__YOUR ASSIGNMENT__:
Pull every "blue" line out of the data below.

(Natural language region descriptions)
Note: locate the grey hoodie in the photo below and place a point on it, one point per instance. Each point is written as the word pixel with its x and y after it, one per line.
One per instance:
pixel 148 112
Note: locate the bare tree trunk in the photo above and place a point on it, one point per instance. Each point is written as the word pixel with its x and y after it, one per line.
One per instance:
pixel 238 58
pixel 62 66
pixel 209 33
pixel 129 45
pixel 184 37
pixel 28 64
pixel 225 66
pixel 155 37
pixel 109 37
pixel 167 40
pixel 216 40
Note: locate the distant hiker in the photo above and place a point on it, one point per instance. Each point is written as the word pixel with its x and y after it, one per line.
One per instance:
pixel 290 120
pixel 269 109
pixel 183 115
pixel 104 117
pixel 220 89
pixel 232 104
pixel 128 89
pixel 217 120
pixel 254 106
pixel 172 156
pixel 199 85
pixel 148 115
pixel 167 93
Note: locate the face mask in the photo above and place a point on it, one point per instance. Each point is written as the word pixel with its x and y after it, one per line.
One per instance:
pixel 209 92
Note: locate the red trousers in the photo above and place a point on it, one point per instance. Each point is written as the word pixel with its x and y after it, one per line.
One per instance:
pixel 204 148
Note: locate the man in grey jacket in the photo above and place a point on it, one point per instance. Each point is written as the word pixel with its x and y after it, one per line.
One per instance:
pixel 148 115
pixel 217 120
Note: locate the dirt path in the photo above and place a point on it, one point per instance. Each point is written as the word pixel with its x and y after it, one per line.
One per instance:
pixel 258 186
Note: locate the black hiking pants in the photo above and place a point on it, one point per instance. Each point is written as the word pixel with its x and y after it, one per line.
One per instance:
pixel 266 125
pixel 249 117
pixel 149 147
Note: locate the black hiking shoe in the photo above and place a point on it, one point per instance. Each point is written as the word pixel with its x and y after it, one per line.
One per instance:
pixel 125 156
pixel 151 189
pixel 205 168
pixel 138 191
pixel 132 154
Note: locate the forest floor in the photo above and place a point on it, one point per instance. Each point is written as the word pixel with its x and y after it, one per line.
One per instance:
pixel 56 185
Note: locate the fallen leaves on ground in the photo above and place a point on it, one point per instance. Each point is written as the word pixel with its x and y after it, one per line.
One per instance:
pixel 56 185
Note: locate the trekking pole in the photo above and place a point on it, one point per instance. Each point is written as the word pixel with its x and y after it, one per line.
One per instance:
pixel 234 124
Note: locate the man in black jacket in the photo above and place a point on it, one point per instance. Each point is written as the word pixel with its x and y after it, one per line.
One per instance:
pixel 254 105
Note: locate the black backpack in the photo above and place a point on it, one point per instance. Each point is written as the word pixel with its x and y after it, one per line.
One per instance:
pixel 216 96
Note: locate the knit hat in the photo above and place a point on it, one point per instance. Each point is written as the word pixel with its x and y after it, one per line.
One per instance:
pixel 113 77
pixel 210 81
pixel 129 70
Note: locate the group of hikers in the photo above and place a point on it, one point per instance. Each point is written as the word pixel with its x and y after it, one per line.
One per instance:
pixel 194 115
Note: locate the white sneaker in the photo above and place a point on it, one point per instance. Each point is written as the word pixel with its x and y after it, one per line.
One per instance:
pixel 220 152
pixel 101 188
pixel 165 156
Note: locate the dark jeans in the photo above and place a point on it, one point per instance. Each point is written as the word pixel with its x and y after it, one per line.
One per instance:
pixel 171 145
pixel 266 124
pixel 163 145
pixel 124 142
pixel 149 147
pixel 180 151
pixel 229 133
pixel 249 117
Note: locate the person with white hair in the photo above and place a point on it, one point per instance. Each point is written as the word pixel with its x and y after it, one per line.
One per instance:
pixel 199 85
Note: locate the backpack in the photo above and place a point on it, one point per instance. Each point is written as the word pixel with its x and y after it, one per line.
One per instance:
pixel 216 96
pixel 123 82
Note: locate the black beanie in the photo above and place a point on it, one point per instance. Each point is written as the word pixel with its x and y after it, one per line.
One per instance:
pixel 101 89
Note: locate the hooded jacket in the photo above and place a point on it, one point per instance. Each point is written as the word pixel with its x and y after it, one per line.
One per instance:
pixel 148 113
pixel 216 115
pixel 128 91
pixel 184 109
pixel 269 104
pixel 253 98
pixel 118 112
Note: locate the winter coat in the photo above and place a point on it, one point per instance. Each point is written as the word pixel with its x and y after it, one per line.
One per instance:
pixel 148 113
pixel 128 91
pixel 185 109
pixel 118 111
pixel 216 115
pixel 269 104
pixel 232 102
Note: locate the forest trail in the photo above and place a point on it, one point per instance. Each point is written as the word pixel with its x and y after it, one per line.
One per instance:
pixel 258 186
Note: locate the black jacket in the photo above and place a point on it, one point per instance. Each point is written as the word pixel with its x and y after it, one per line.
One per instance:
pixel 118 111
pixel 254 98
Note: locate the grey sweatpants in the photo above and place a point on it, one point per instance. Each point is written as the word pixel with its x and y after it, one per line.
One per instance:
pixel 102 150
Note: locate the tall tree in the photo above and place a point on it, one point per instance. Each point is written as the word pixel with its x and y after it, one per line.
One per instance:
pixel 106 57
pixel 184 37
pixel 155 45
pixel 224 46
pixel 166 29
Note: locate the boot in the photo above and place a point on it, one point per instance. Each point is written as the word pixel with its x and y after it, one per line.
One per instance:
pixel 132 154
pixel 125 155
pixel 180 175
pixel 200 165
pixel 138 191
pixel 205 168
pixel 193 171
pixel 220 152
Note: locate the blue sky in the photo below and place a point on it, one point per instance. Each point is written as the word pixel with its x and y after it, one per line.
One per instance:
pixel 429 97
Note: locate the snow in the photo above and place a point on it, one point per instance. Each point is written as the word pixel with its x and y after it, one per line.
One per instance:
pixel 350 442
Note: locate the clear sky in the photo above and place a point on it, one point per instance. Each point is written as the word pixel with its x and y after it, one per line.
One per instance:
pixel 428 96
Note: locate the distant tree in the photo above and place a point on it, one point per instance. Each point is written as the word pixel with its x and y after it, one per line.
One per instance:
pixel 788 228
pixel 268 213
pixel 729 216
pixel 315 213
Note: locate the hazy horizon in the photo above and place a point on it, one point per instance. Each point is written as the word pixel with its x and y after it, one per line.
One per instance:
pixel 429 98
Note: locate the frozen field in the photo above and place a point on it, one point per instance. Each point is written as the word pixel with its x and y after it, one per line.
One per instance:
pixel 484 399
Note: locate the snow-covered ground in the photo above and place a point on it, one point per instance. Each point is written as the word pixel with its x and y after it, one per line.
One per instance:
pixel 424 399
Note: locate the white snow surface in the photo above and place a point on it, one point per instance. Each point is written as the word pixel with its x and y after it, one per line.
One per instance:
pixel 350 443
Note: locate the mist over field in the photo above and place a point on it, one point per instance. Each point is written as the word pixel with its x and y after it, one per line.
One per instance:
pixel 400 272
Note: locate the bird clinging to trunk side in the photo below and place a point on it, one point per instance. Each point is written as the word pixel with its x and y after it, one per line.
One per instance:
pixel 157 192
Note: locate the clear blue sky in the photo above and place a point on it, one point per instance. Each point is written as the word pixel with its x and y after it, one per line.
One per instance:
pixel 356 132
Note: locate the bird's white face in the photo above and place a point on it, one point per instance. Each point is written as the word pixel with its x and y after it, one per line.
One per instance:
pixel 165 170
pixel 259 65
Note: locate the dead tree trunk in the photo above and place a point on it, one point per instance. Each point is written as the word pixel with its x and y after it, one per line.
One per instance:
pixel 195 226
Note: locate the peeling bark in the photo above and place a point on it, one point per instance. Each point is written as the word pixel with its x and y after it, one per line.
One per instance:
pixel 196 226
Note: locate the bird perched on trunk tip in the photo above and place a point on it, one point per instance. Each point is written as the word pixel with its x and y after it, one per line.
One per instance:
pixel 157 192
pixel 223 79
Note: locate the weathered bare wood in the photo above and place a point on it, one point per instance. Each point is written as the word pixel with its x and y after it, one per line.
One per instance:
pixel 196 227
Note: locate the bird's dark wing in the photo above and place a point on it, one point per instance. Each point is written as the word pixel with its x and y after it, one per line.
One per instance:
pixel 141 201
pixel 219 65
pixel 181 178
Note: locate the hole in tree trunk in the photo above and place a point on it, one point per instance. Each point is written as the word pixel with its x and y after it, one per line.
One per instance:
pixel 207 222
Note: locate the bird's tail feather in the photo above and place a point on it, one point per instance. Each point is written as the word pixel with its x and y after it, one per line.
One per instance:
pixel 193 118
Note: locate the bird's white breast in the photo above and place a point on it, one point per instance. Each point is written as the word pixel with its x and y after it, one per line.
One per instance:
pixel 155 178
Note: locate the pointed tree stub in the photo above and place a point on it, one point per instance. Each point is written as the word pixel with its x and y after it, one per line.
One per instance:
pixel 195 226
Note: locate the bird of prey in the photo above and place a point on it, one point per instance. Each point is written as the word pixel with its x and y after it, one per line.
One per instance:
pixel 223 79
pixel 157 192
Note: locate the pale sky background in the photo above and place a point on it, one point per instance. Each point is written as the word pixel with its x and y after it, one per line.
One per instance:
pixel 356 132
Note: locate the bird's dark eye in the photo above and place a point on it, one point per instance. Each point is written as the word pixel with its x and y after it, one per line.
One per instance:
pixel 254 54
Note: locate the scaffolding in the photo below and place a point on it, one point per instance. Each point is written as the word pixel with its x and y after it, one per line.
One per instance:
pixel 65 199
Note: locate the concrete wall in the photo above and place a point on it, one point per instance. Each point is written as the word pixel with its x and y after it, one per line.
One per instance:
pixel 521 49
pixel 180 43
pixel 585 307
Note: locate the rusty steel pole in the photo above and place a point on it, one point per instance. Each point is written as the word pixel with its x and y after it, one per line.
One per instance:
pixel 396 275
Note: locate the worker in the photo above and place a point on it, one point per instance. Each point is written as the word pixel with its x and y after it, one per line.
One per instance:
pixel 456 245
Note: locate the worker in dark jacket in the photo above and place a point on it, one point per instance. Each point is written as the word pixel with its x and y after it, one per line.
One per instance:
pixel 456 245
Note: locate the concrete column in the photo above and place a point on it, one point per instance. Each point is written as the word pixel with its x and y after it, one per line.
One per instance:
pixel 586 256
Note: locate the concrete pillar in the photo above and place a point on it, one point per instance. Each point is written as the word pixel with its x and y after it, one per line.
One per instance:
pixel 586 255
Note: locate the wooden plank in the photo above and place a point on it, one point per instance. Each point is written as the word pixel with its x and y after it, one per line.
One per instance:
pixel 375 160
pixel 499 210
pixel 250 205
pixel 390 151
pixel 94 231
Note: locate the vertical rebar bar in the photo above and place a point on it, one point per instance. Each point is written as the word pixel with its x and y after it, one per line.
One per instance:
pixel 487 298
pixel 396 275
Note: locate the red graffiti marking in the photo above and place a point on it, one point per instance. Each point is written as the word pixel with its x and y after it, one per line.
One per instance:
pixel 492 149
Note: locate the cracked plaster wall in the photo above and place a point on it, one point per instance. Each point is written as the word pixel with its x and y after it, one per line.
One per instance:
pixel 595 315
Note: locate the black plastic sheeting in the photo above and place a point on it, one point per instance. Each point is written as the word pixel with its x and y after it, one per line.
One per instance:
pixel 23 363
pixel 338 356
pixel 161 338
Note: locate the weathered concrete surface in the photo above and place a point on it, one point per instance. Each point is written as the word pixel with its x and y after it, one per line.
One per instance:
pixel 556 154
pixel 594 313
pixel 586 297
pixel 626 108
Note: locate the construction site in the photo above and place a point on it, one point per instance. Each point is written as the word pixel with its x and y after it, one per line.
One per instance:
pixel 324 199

__ANSWER AREA__:
Note: locate the blue sky in the photo below and place a point on it, one point per instance. Each point is written as the word pixel with its x and y after it, one per line.
Note: locate the clear blue sky in the photo above and place a point on it, one point per instance. Each point is written as the word pixel with its x and y after it, one per line.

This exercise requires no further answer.